Rewrite the text on Biden's immigration orders between "Another responsibility for" and "without their children.", inclusive, updating it so that "support" stands in place of "facilitate".

> **Excerpted text**:

------------------------------------------------

Biden creates task force for separated families, orders review of border and immigration policies

Biden signs 3 executive orders advancing immigration reform agenda

President Biden on Tuesday signed three executive orders to set up a task force to locate migrant families separated under the Trump administration, reshape U.S. border and asylum policy and review restrictions made to the legal immigration system over the past four years.

One order established an inter-agency government task force led by the secretary of homeland security that will be charged with identifying all migrant children who were separated from their parents during the Trump administration's "zero tolerance" border crackdown and earlier pilot programs. 

Another responsibility for the task force will be to facilitate the reunification of families who remain separated. Advocates who have been working to track down separated families for over two years have yet to locate the parents of more than 600 children. Many of those parents were deported to Mexico and Central America without their children.

During a briefing with reporters on Monday, an administration official said the task force will examine, on a case-by-case basis, whether separated families could be eligible for parole, visas or other immigration benefits to enable their reunification.

------------------------------------------------

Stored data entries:

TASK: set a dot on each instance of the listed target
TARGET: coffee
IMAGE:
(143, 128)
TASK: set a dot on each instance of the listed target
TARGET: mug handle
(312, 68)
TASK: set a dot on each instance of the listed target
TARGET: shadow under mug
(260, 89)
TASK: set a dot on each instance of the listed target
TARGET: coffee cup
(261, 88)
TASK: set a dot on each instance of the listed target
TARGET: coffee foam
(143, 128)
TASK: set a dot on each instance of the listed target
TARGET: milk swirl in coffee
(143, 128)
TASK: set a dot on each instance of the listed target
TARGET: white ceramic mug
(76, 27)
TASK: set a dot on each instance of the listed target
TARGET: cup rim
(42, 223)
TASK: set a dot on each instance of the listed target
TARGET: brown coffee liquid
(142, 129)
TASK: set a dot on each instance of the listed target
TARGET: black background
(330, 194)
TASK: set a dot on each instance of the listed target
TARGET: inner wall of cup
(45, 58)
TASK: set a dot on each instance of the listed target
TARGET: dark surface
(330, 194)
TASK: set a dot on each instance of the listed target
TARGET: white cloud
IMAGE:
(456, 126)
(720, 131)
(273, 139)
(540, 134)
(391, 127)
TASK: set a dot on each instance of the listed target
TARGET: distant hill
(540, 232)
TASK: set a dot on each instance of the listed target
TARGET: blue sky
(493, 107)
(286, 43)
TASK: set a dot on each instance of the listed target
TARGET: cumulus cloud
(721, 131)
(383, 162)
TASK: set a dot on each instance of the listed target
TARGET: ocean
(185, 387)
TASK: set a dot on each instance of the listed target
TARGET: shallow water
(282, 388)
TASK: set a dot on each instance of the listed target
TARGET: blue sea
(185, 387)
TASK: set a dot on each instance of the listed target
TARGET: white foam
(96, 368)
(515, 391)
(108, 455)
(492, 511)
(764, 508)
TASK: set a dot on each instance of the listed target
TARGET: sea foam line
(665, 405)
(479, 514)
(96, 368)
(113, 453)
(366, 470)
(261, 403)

------------------------------------------------

> **Solution to this problem**:
Another responsibility for the task force will be to support the reunification of families who remain separated. Advocates who have been working to track down separated families for over two years have yet to locate the parents of more than 600 children. Many of those parents were deported to Mexico and Central America without their children.